Your assignment
From the line with "Place a dot on every instance of the small" through the final line of the entries below, write out each line exactly and nothing else.

··········

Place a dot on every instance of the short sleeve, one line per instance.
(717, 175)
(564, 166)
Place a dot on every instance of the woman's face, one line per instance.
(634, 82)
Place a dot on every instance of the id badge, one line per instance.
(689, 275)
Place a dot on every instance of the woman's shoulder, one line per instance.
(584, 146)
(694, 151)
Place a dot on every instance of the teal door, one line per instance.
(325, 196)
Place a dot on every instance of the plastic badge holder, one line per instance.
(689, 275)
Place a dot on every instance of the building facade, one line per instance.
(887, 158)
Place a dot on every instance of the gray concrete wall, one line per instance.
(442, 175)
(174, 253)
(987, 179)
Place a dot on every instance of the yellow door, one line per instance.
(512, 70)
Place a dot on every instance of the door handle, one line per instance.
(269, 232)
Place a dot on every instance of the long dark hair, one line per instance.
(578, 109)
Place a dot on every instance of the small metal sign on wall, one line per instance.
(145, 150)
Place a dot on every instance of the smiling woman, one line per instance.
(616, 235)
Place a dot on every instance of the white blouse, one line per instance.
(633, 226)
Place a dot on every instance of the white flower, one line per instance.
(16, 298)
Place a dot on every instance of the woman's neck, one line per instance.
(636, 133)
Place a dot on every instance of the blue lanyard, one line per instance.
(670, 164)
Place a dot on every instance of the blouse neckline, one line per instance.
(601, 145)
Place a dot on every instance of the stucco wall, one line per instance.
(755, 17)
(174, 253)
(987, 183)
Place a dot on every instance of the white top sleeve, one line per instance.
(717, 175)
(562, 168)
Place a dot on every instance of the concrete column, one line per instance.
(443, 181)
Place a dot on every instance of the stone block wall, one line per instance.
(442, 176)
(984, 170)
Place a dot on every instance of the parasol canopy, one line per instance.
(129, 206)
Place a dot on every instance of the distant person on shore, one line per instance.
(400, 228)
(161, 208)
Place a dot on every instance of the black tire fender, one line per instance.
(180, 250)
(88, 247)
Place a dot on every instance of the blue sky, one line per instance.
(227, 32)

··········

Answer box
Place a dot on every instance of the small metal sign on wall, one line per instance.
(145, 150)
Place a dot on every instance of the smiling woman, one line per instance.
(616, 235)
Place a dot on every instance of the white blouse, one line per instance.
(633, 226)
Place a dot on every instance of the white flower, one line per instance.
(16, 298)
Place a dot on every instance of the woman's neck, one line per instance.
(636, 133)
Place a dot on every instance of the blue lanyard, one line per instance.
(670, 164)
Place a dot on every instance of the blouse neckline, one line per instance.
(601, 145)
Place a dot on every instance of the stucco wall, one line per instance.
(755, 17)
(174, 253)
(987, 183)
Place a dot on every instance of the white top sleeve, one line per instance.
(717, 175)
(562, 168)
Place a dot on every instance of the concrete column, one line per instance.
(443, 181)
Place a dot on every instance of the stone block wall, one line per instance.
(442, 176)
(984, 170)
Place a dot on every instance of the parasol canopy, one line per instance.
(129, 206)
Place a dot on every instance of the distant person on shore, one line per instance.
(400, 228)
(161, 208)
Place a dot on every instance of the black tire fender, one line per instance.
(180, 250)
(88, 247)
Place a dot on every instance of the blue sky, one line per instance.
(227, 32)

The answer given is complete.